**EXERCISE INSTRUCTIONS**
• A. According to the Abu Sayeed biography, how many members were on the 1972 committee that drafted the Constitution of Bangladesh?
• B. Continue the Abu Sayeed biography from the point where it stops.

Begin PAGE

State Minister For Information Government of the People's Republic of Bangladesh
- In office 23 June 1996 – 16 July 2001

Jatiya Sangsad member from Pabna-1
- In office 12 June 1996 – 16 July 2001
- Preceded by: Matiur Rahman Nizami
- Succeeded by: Matiur Rahman Nizami

Personal details
- Party: Gano Forum
- Other political affiliations: Awami League BAKSAL
- Alma mater: Rajshahi University

= Abu Sayeed (politician) =

Bangladeshi politician

Abu Sayeed is a politician from Pabna district of Bangladesh, an organizer of the War of Liberation, and a former minister of state for information who was a member of parliament for the then Pabna 8 and Pabna-1 constituencies.

==Career==
Sayeed was a member of the then Pakistan National Assembly in 1970. He was part of the 34-member committee formed in 1972 to formulate the draft Constitution of Bangladesh. He was designated as the governor of Pabna district by Sheikh Mujibur Rahman in 1975. He has been known for his criticism of the military government.

End PAGE
Begin ENTRIES SUPPLIED

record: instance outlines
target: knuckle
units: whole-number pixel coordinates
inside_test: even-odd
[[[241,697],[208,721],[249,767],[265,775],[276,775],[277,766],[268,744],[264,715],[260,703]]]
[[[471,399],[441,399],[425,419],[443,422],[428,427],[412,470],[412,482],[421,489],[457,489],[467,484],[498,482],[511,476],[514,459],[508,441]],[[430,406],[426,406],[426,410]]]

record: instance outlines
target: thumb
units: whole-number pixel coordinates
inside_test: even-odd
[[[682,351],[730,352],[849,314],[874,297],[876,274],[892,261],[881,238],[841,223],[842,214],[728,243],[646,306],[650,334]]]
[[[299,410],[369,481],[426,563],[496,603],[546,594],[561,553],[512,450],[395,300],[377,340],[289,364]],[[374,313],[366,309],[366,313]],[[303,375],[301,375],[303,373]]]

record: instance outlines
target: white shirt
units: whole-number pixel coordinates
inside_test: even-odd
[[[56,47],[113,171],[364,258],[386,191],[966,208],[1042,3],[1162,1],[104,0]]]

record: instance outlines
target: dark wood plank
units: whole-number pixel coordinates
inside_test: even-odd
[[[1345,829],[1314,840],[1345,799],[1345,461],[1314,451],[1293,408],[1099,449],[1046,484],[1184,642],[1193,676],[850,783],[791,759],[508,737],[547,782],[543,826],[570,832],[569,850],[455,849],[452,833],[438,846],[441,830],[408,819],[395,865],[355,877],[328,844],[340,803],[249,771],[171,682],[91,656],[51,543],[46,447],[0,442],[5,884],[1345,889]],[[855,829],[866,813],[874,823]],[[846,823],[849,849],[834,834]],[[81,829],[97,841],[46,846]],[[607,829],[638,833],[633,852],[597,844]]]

End ENTRIES SUPPLIED

**ANSWERS PROVIDED**
• A. 34

• B.
Sayeed was the state minister of information of Bangladesh from 6 June 1996 until 15 July 2001.

In 2013, Sayeed was conferred a PhD degree by Rajshahi University for his thesis titled "Independence of Bangladesh: Diplomatic War".

In January 2014, Sayeed lost as an independent candidate to Shamsul Haque Tuku in the general election from the Pabna-1 constituency.

In November 2018, Sayeed left the Awami League and joined Gano Forum to contest the upcoming election from Pabna-1 as a candidate of the Jatiya Oikya Front.